• EXCERPTED RECORDS:
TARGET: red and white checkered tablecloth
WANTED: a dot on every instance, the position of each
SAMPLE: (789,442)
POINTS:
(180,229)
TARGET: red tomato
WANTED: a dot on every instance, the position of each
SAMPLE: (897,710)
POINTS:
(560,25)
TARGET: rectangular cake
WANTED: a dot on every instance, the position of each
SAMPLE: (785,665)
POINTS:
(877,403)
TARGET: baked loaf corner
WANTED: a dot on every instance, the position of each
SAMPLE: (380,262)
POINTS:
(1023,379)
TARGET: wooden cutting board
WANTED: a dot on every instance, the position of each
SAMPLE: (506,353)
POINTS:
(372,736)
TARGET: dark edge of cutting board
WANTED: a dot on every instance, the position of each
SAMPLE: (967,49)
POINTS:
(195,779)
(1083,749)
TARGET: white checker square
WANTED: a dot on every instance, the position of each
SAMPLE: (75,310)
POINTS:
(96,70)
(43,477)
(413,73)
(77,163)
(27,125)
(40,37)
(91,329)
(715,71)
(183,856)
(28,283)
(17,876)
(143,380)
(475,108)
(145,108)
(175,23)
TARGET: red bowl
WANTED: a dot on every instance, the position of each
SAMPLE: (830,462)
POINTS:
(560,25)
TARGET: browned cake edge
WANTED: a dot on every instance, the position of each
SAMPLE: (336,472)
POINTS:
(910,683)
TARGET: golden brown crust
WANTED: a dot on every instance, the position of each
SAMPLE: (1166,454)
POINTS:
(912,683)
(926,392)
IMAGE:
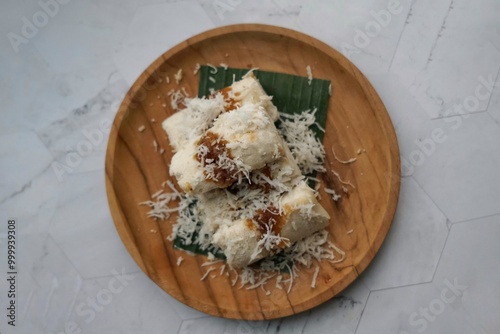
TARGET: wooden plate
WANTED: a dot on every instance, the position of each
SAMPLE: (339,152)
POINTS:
(357,120)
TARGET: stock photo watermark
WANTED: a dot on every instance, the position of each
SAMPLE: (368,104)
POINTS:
(89,309)
(427,314)
(221,7)
(31,26)
(372,28)
(453,116)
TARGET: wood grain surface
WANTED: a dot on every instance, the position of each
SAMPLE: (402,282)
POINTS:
(357,119)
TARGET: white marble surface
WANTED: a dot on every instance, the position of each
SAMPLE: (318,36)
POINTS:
(435,65)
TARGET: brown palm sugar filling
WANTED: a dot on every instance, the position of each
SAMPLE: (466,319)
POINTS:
(223,175)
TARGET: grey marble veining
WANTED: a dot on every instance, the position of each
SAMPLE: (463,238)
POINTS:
(435,65)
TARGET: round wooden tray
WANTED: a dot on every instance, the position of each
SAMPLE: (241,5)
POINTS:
(357,119)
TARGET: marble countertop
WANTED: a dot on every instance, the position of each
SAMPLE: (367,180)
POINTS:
(64,68)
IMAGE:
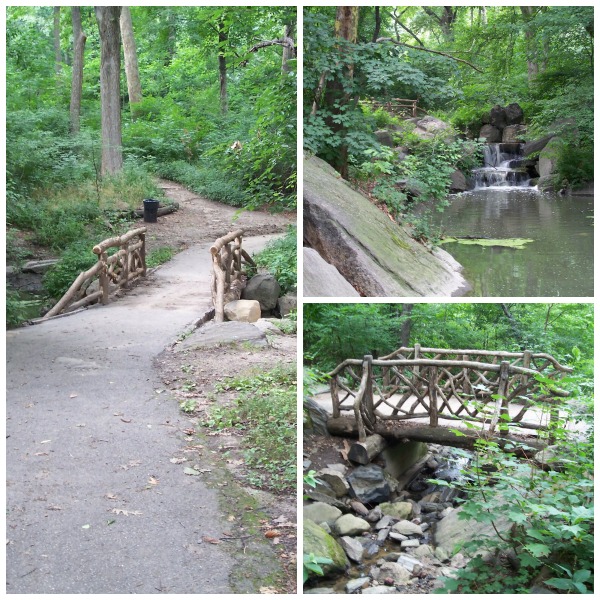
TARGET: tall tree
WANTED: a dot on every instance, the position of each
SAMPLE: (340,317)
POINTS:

• TASK INSTRUCTIONS: Single out each line of the records above with the string "marble" in it, and copy it.

• ANSWER BOX:
TARGET: white marble surface
TARGET: grey marble veining
TARGET: marble countertop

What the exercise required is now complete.